=== Text section ===
# Baptism: The Apostolic Church



## Dekybo (Mar 25, 2016)

I am performing my first baptism this Sunday for a young girl. I was speaking with her father beforehand and he told me that he would like for her to be baptized in the name of Jesus alone. I had never heard of such a request and just assumed that Christians were baptized in the Father, Son, and Holy Spirit (Matthew 28:19-20). He stated that he was previously a part of the Apostolic church and that they baptized in the name of Jesus alone citing Acts 2:38 as their scriptural support. I tried to reason with him that each member of the trinity plays a vital role in the symbolic washing, but he seemed to have a hard time accepting that. I believe his reasoning was two-fold. First he believed that it was important to speak the actual name of Jesus, not simply his title as The Son. Secondly, he believes that because the scripture in Acts occurred later that it somehow changed the command of Christ earlier in Matthew. As a pastor I would normally seek out wise council within my congregation, but we have no elder, and only one deacon who I'm not sure that I could trust to be of help. I should say that I serve a southern baptist church and align with their beliefs on baptism thus far. Any advice is appreciated.


----------



## Bill The Baptist (Mar 25, 2016)

I would simply explain to him that the historic practice of the church has been to baptize using the trinitarian formula, and that if he would like for you to perform the baptism, that is the way it will be done.


----------



## arapahoepark (Mar 25, 2016)

The reformed have taken the 'formula' of Acts to mean, not that it was against Father, Son and Holy Spirit but, merely referring the power in which they did it. Thus it is not a formula to say, plus its reminiscent of oneness Pentecostal practice.
https://carm.org/religious-movements/oneness-pentecostal/must-baptism-be-Jesus-name


----------



## reaganmarsh (Mar 25, 2016)

Bill The Baptist said:


> I would simply explain to him that the historic practice of the church has been to baptize using the trinitarian formula, and that if he would like for you to perform the baptism, that is the way it will be done.



As a fellow SBC pastor, Derek, my reply would be much along the lines of what Bill has written. You may be pastorally wise to print off the article that Trent posted and give it to the man for his consideration and edification as well; it is well-written and concise (which means he might actually read it). 

May the Lord bless your ministry!

Grace to you.


----------



## Dekybo (Mar 25, 2016)

I spoke with him and he agreed that she would be baptized in the trinitarian formula, but he would still like me to read Acts 2:38 beforehand and explain that apart from Christ baptism would be pointless. Maybe I can use the opportunity beforehand to explain the true meaning behind this verse. I never thought about the ideas being ties to oneness Pentecostal. That is definitely scary.
=== Source data ===
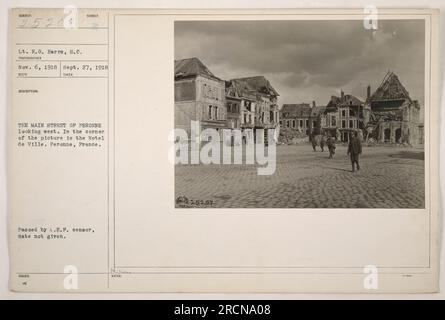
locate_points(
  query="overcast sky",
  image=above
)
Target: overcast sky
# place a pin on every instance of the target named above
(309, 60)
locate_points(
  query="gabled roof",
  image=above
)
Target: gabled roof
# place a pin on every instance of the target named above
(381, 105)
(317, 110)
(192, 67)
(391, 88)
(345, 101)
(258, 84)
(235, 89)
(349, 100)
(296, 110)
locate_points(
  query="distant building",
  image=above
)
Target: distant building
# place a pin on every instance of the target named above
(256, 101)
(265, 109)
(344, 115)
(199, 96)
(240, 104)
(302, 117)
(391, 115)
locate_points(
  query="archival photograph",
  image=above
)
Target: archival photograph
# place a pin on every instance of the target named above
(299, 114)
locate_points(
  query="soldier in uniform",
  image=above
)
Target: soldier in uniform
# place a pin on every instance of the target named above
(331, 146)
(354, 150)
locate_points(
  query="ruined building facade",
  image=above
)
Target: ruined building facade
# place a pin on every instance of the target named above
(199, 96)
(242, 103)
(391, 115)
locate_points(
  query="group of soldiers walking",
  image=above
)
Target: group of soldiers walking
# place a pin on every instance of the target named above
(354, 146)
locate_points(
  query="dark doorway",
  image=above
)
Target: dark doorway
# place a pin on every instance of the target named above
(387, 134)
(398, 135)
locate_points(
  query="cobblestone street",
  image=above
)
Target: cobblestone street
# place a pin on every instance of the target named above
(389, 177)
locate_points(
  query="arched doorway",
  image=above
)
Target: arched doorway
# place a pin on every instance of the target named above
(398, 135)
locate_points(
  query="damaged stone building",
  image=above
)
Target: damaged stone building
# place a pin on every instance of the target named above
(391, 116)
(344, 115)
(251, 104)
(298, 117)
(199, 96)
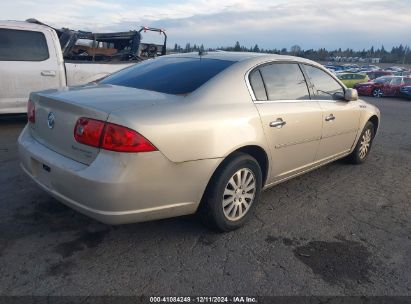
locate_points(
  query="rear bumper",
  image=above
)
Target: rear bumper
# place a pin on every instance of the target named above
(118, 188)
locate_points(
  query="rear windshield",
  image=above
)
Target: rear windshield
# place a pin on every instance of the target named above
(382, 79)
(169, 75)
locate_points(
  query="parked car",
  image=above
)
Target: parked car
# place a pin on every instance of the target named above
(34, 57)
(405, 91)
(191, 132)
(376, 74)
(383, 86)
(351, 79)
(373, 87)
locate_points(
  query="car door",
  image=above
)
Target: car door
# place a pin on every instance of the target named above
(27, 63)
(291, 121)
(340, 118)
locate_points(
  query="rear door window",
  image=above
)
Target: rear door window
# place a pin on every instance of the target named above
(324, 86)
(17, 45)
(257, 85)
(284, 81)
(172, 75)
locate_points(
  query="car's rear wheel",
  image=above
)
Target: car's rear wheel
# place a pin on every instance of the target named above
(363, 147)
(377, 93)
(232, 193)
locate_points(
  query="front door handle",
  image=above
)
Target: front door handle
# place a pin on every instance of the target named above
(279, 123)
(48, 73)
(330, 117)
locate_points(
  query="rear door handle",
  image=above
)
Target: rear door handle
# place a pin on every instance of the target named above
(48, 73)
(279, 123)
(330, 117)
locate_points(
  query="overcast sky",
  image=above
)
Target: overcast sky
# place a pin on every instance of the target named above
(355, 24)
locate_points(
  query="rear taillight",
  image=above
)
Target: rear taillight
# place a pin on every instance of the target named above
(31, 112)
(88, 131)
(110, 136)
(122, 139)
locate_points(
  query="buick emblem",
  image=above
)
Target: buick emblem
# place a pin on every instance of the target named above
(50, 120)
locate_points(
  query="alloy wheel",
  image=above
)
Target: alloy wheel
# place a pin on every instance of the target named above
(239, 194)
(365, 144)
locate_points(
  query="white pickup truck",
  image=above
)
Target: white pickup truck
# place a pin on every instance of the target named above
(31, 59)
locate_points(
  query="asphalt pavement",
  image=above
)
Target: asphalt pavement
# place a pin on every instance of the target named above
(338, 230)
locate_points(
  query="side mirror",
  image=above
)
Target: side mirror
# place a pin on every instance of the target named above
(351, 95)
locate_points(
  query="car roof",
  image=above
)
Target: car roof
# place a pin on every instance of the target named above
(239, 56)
===
=== Source data ===
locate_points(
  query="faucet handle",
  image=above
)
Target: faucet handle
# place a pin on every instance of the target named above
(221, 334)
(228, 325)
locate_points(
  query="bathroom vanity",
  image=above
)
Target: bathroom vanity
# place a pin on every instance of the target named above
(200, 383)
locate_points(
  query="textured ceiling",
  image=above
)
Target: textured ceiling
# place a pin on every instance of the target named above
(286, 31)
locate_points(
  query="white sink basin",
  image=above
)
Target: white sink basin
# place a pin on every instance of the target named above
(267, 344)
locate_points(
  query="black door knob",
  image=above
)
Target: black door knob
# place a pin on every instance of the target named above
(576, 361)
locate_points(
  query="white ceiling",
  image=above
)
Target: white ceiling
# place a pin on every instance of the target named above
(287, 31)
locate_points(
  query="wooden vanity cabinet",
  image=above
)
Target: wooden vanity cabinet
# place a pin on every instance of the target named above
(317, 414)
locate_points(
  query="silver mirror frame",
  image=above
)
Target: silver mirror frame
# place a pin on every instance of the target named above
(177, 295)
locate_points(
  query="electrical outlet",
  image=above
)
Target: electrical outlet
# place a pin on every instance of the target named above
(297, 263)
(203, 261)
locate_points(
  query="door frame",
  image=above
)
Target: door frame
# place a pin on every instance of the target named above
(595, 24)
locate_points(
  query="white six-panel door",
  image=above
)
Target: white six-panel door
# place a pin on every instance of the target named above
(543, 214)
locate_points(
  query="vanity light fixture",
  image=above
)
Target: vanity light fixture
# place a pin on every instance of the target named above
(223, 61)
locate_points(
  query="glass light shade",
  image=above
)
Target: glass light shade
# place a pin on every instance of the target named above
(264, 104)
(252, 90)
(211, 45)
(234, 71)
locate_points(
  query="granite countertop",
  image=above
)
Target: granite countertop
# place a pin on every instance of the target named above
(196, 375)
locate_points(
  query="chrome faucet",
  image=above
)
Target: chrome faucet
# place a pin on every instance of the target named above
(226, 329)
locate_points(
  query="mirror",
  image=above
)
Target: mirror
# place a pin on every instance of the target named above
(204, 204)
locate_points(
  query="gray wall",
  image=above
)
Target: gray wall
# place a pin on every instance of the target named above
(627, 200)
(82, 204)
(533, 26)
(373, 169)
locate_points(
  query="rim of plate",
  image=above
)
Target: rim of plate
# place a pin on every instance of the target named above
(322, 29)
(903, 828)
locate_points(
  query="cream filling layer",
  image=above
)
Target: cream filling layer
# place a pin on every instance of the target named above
===
* **Set task A**: In the thread on baptism, which verse does the father still want read aloud before his daughter is baptized?
* **Set task B**: State how many lines of the records contain the string "cobblestone". Give only the number.

* **Full response A**: Acts 2:38

* **Full response B**: 2